# [Saved entries]
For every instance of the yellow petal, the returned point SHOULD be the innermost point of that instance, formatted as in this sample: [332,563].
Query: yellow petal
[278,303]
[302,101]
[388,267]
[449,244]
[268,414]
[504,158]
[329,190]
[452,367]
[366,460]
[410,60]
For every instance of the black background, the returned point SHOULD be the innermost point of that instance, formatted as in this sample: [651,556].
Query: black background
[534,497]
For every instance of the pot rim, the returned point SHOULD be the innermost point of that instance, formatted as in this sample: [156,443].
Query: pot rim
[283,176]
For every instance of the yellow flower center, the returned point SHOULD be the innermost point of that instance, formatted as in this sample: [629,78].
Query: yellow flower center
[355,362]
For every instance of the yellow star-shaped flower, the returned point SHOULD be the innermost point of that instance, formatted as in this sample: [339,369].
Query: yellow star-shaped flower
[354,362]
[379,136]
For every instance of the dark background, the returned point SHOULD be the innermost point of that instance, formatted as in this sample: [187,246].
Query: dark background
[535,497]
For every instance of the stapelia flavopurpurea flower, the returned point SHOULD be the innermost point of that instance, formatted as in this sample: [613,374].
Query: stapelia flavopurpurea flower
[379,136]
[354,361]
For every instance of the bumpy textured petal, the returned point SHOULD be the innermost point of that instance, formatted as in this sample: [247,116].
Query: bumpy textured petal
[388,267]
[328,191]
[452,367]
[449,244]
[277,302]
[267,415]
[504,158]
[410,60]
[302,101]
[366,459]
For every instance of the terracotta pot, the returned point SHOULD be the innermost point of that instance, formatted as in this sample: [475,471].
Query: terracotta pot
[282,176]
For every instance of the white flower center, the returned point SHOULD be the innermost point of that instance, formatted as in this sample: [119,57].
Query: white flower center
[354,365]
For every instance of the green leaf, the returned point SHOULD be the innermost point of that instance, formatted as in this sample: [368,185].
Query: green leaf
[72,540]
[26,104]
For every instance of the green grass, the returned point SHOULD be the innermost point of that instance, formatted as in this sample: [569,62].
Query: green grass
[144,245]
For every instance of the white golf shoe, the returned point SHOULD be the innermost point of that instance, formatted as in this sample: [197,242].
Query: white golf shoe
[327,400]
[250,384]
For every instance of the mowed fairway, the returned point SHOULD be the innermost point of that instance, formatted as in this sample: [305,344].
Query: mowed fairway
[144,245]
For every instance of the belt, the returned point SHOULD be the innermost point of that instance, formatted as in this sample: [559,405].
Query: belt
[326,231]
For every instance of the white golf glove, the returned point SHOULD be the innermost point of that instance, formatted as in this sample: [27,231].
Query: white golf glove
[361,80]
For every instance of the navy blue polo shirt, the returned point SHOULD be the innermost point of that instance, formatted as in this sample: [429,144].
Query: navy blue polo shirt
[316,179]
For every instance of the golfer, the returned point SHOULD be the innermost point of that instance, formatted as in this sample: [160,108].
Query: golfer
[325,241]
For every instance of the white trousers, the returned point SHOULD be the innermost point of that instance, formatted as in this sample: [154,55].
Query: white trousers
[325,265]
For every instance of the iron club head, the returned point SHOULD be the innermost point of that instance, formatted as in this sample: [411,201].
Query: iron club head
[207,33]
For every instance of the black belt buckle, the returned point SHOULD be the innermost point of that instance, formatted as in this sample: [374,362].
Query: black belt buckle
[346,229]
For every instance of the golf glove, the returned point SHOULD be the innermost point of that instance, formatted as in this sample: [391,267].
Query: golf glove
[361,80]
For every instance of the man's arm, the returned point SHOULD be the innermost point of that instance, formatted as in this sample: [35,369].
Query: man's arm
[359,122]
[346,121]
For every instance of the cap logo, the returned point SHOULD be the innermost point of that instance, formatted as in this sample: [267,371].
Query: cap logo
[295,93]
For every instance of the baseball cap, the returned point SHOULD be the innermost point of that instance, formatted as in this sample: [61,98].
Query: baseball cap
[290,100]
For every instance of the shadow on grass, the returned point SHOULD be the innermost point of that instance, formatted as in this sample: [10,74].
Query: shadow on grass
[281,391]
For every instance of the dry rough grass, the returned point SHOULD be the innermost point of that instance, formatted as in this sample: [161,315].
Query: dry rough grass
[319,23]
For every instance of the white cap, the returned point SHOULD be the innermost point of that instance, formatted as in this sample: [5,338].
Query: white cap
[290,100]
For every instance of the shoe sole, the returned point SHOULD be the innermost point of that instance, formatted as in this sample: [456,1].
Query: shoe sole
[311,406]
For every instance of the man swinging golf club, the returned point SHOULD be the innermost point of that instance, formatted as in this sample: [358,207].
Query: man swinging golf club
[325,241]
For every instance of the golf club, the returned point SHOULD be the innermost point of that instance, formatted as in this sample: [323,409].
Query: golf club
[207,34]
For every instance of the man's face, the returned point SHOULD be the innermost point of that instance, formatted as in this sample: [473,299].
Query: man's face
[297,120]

# [Description of the task]
Rewrite the material above, substituting "central point" for every occurrence of "innermost point" and leaving everything else unchanged.

# [Expected answer]
For every instance of the yellow petal, the returned point SHOULD be the central point of that instance, formatted as in this sample: [332,563].
Query: yellow petal
[278,303]
[302,101]
[388,267]
[449,244]
[268,414]
[504,158]
[329,190]
[452,367]
[366,460]
[410,60]
For every instance of the black background, the returned point SHOULD be the central point of that instance, formatted as in this sample: [651,556].
Query: black background
[534,497]
For every instance of the pot rim, the returned point SHOULD be the central point of that instance, formatted as in this sample: [156,443].
Query: pot rim
[283,176]
For every instance of the yellow flower center, the returned point SHOULD be the central point of that instance, formatted as in this sample: [629,78].
Query: yellow flower center
[355,362]
For every instance of the yellow star-shaped flower, the returned point SHOULD be the central point of that instance, formatted as in this sample: [339,369].
Query: yellow star-shaped flower
[354,362]
[379,136]
For every instance of the dark background, the returned point SHOULD be the central point of that instance, formatted as in this sample: [187,246].
Query: dark background
[535,497]
For every instance of the stapelia flavopurpurea flower, the returned point SHOULD be the central point of that instance, formatted as in this sample: [613,374].
Query: stapelia flavopurpurea flower
[379,136]
[354,361]
For every instance of the bumpy textured petal, the returned point SHOULD be the central point of that instance, formatted as in this sample: [247,116].
Query: bumpy textured petal
[388,267]
[328,191]
[452,367]
[449,244]
[277,302]
[267,415]
[504,158]
[410,60]
[302,101]
[366,459]
For every instance of the terracotta pot, the returned point SHOULD be the central point of that instance, formatted as in this sample: [475,471].
Query: terracotta pot
[282,176]
For every instance of the white flower center, the returned point SHOULD be the central point of that instance, formatted as in this sample: [119,57].
Query: white flower center
[354,365]
For every instance of the green leaf, the returned point SHOULD be the central point of that instance, formatted as in this sample: [368,185].
Query: green leaf
[72,540]
[26,104]
For every instance of the green grass, the returned point SHOULD be the central point of that instance, formatted as in this sample: [569,62].
Query: green grass
[144,245]
For every instance of the white golf shoe, the returned point SHOULD be the central point of that instance, formatted as in this sample: [197,242].
Query: white golf shoe
[327,400]
[250,384]
For every instance of the mowed fairway, the returned point SHOULD be the central point of that instance, formatted as in this sample: [305,344].
Query: mowed fairway
[144,245]
For every instance of the belt, the returned point SHOULD be the central point of that instance, formatted as in this sample: [559,405].
Query: belt
[326,231]
For every instance of the white golf glove, the returned point SHOULD be the central point of that instance, formatted as in this sample: [27,231].
Query: white golf glove
[361,80]
For every instance of the navy blue polo shirt, the returned point SHOULD be the central point of that instance, formatted as in this sample: [429,144].
Query: navy blue polo shirt
[316,179]
For every instance of the golfer, the returned point SHOULD be the central point of that instance, formatted as in this sample: [160,108].
Query: golfer
[325,241]
For every instance of the white trousers, the returned point SHOULD be the central point of that instance, formatted as in this sample: [154,55].
Query: white trousers
[325,265]
For every instance of the iron club head, the returned point SHOULD be the central point of that instance, formatted as in this sample: [411,201].
Query: iron club head
[207,33]
For every instance of the black belt buckle, the returned point SHOULD be the central point of that instance, formatted as in this sample: [374,362].
Query: black belt buckle
[346,229]
For every instance of the golf glove, the returned point SHOULD be the central point of that instance, formatted as in this sample: [391,267].
Query: golf glove
[361,80]
For every instance of the man's arm, the returned point SHOULD be the central point of that instance, formatted as in this sample: [35,369].
Query: man's arm
[359,122]
[346,121]
For every instance of the cap logo, the returned point SHOULD be the central point of that instance, formatted as in this sample: [267,371].
Query: cap logo
[295,93]
For every instance of the baseball cap, the returned point SHOULD be the central point of that instance, formatted as in this sample: [61,98].
Query: baseball cap
[290,100]
For every instance of the shadow on grass, the returned point SHOULD be the central point of that instance, formatted as in this sample: [10,74].
Query: shadow on grass
[281,391]
For every instance of the dry rough grass, the returned point SHOULD be the central point of that instance, formatted as in this sample: [161,315].
Query: dry rough grass
[319,23]
For every instance of the white cap, the returned point SHOULD be the central point of that instance, formatted as in this sample: [5,338].
Query: white cap
[290,100]
For every instance of the shoe sole, the returned point SHOULD be the central point of that instance, formatted as in this sample: [456,1].
Query: shoe sole
[311,406]
For every instance of the man swinging golf club, the returned point SHOULD be the central point of that instance, formatted as in this sample: [358,207].
Query: man swinging golf club
[325,241]
For every instance of the golf club, the returned point SHOULD be the central point of that instance, formatted as in this sample: [323,409].
Query: golf club
[207,34]
For every instance of the man's face, the returned point SHOULD be the central point of that instance, formatted as in this sample: [473,299].
Query: man's face
[297,120]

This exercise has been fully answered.